Yesterday Turkish nationalists set ten HDP party headquarters on fire, and all the
election’s material went to ashes in the central office of Istanbul’s fire.
In fact,
the country is on the brink of a state of emergency: there is a real armed
conflict in the east and south of the country, between the armed forces of the
PKK and the Turkish one.
The peace
process between PKK and Turkish was always on thin rope, because the majority
of Turks are very sensitive to issues such as national unity. The break of the
peace process by the PKK and the fallowing victims in the conflicts are
confusing the people, who are addressing their sadness and anger in the wrong
direction, toward the HDP and Kurdish minorities.
This is
exactly what Erdogan wanted, and it is happening: is relying on the Turkish
nationalist spirit, that he knows very well, to delete his political opponents
in the upcoming elections, which could end up being postponed with the excuse
of a state of emergency.
However, a
huge part of the citizens, Kurds and Turks, is continuing to seek a peaceful
resolution of the situation, which is costing a lot in terms of civil victims and
economic costs.
"The
thing that it’s very hard to stop- told me Ege- are people with strong national
feelings and beliefs in Turkey once they’re unleashed, and Tayyip (Erdogan) knows that and has leashed
the beast and wants people to destroy each other’s sanity and peace. National
identity is even stronger than religion in Turkey, and Erdogan used the latter
with his party but didn’t need to use the first because HDP wasn’t around until
a couple of years, now he is using the first because HDP is a threat to his tyranny”
It is
certainly not a new trick, using the national identity as a crowbar to force a
situation essentially peaceful, exacerbating ethnic and social conflicts to
make the political situation unstable and have an excuse to accent the powers
on one person.
We saw this
happen in a couple of world wars and in the recent Balkan wars.

RECORD EXTRACTS:
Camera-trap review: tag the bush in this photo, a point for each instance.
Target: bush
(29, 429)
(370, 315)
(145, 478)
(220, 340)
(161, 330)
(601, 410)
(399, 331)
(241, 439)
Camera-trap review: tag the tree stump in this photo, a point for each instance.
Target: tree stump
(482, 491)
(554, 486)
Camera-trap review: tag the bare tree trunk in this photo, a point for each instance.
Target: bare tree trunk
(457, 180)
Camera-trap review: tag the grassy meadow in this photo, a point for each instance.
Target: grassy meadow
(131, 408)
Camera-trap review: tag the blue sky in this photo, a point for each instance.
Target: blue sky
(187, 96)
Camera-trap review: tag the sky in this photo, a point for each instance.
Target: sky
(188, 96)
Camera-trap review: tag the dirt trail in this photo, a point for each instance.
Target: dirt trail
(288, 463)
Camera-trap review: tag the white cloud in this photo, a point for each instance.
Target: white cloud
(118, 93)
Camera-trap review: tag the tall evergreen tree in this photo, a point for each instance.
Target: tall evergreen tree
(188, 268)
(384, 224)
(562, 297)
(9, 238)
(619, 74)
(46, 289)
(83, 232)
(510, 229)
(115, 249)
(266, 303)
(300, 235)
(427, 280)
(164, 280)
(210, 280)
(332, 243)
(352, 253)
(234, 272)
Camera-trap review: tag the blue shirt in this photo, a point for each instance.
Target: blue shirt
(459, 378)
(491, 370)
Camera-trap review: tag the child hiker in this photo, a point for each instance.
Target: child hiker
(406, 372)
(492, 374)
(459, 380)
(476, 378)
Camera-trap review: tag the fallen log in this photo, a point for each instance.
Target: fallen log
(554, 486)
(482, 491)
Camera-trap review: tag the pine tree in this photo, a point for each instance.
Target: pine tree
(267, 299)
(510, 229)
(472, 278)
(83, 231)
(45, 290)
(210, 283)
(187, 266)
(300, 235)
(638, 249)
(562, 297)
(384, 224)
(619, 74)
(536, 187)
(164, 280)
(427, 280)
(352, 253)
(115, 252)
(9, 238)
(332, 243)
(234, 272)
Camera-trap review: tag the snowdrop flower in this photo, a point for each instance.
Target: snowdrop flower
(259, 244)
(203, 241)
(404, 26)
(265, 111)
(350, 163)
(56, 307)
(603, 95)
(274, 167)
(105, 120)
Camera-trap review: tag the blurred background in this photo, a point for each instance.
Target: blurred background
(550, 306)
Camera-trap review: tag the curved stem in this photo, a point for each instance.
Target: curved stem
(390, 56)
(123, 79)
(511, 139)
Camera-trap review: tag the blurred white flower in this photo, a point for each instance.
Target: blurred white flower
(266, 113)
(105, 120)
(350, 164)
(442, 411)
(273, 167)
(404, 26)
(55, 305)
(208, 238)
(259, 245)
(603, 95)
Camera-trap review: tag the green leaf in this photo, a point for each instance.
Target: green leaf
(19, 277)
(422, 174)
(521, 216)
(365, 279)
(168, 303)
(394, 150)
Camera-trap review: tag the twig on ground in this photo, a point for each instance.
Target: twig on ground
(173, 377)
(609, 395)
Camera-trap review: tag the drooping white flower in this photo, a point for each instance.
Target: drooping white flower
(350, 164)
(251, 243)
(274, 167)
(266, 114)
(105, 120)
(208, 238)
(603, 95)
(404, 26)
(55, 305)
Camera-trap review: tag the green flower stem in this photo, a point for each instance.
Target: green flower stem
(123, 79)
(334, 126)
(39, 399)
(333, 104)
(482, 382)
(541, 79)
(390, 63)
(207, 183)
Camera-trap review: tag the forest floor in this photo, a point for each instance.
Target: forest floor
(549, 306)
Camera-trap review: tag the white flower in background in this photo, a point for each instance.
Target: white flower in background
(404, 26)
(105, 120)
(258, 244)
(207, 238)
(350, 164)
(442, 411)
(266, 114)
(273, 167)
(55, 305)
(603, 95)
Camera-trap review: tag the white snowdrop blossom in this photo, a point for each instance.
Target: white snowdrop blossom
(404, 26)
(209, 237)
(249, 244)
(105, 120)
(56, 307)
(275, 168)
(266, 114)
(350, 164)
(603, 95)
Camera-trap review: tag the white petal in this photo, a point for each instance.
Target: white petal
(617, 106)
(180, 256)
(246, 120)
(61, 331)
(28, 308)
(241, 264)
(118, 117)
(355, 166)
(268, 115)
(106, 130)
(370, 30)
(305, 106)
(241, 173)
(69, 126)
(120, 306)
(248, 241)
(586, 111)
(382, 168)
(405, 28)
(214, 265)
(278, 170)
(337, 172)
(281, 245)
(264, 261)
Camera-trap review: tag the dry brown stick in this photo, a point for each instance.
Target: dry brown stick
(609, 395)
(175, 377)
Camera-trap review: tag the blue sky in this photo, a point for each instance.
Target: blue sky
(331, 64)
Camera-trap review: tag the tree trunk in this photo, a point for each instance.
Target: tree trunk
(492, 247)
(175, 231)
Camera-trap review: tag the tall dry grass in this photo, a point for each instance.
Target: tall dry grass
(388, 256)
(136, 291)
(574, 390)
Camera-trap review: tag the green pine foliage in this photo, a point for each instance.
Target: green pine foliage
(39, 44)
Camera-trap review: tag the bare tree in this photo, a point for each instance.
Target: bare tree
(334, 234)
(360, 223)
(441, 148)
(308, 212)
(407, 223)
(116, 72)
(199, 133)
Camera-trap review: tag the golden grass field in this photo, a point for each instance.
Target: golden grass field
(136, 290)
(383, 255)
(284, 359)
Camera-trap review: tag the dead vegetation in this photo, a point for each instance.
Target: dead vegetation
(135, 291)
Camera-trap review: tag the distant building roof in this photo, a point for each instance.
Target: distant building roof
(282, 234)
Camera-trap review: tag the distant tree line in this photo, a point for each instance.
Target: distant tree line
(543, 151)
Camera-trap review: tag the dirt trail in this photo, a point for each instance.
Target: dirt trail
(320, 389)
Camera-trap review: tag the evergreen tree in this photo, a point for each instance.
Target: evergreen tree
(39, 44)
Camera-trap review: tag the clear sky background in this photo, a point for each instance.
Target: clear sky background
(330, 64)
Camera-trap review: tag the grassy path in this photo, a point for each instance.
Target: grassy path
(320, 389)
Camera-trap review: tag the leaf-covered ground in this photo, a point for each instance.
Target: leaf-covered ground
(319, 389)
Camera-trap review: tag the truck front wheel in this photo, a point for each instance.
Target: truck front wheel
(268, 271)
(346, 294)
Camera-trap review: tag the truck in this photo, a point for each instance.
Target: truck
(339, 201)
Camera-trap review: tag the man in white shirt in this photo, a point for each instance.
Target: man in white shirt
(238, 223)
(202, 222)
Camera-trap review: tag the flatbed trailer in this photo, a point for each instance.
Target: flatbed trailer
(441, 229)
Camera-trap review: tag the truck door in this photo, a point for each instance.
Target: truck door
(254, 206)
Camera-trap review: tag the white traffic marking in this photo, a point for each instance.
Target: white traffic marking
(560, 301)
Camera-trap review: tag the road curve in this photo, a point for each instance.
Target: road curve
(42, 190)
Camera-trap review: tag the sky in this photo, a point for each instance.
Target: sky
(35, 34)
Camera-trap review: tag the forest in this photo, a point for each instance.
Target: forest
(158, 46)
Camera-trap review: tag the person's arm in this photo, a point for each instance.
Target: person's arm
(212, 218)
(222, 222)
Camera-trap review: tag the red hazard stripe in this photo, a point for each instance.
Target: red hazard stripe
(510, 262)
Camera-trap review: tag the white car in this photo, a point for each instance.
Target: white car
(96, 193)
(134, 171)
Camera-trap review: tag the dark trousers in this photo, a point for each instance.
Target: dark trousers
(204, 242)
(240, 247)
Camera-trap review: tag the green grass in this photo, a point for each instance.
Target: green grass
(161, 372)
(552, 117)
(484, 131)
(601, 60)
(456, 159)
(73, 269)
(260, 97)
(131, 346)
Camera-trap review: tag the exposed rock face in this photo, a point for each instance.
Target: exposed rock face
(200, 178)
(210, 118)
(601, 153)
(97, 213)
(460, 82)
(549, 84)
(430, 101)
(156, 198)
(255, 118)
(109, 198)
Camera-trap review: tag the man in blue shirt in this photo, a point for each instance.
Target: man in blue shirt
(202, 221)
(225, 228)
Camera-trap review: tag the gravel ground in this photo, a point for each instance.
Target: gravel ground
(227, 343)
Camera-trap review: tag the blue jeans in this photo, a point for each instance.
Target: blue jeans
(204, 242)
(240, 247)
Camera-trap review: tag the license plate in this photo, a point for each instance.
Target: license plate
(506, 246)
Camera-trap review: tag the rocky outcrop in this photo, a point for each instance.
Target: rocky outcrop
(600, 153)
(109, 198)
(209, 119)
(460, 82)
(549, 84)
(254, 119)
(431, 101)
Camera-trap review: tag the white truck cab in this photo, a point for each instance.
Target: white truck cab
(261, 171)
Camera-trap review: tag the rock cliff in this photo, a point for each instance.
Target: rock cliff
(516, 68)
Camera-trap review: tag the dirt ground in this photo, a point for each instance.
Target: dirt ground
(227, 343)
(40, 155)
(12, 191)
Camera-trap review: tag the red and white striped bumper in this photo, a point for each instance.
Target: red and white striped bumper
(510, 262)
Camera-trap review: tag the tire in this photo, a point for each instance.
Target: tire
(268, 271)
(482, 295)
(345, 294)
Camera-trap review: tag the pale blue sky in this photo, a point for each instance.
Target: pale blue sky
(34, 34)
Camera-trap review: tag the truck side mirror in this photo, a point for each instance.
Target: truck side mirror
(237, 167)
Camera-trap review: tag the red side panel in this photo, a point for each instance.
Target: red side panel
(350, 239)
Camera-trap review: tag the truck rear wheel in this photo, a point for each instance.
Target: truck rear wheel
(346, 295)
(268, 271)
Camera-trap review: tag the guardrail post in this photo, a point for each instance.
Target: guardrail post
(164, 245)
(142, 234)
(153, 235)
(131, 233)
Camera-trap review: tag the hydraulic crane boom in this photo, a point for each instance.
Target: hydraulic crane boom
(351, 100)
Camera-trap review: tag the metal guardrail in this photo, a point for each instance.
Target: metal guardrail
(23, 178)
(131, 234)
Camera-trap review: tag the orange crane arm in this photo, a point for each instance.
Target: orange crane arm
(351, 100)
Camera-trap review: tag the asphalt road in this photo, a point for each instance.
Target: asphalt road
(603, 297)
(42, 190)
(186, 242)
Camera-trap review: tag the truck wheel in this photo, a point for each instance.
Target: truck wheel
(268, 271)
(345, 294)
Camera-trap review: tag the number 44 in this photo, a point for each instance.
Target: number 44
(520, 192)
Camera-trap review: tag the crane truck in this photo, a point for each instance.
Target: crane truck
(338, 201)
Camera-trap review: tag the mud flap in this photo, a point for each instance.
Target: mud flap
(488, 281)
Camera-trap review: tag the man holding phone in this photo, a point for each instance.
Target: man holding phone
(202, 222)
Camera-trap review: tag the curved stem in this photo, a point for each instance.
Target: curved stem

WHAT YOU WILL DO:
**a.** Copy out the whole passage on Turkish nationalism and the HDP word for word.
**b.** Rewrite the stretch of the records from the line containing "Camera-trap review: tag the number" through the end of the records, requests included. Multiply every point coordinate by 1.95, round each to a whole number with halves going up, and give only those lines.

SOLUTIONS:
**a.**
Yesterday Turkish nationalists set ten HDP party headquarters on fire, and all the
election’s material went to ashes in the central office of Istanbul’s fire.
In fact,
the country is on the brink of a state of emergency: there is a real armed
conflict in the east and south of the country, between the armed forces of the
PKK and the Turkish one.
The peace
process between PKK and Turkish was always on thin rope, because the majority
of Turks are very sensitive to issues such as national unity. The break of the
peace process by the PKK and the fallowing victims in the conflicts are
confusing the people, who are addressing their sadness and anger in the wrong
direction, toward the HDP and Kurdish minorities.
This is
exactly what Erdogan wanted, and it is happening: is relying on the Turkish
nationalist spirit, that he knows very well, to delete his political opponents
in the upcoming elections, which could end up being postponed with the excuse
of a state of emergency.
However, a
huge part of the citizens, Kurds and Turks, is continuing to seek a peaceful
resolution of the situation, which is costing a lot in terms of civil victims and
economic costs.
"The
thing that it’s very hard to stop- told me Ege- are people with strong national
feelings and beliefs in Turkey once they’re unleashed, and Tayyip (Erdogan) knows that and has leashed
the beast and wants people to destroy each other’s sanity and peace. National
identity is even stronger than religion in Turkey, and Erdogan used the latter
with his party but didn’t need to use the first because HDP wasn’t around until
a couple of years, now he is using the first because HDP is a threat to his tyranny”
It is
certainly not a new trick, using the national identity as a crowbar to force a
situation essentially peaceful, exacerbating ethnic and social conflicts to
make the political situation unstable and have an excuse to accent the powers
on one person.
We saw this
happen in a couple of world wars and in the recent Balkan wars.

**b.**
Camera-trap review: tag the number 44 in this photo, a point for each instance.
Target: number 44
(1014, 374)
Camera-trap review: tag the crane truck in this photo, a point for each instance.
Target: crane truck
(659, 392)
Camera-trap review: tag the mud flap in this photo, a point for each instance.
Target: mud flap
(952, 548)
Camera-trap review: tag the man holding phone in this photo, a point for each instance.
Target: man holding phone
(394, 433)
Camera-trap review: tag the curved stem in this photo, a point for each instance.
Target: curved stem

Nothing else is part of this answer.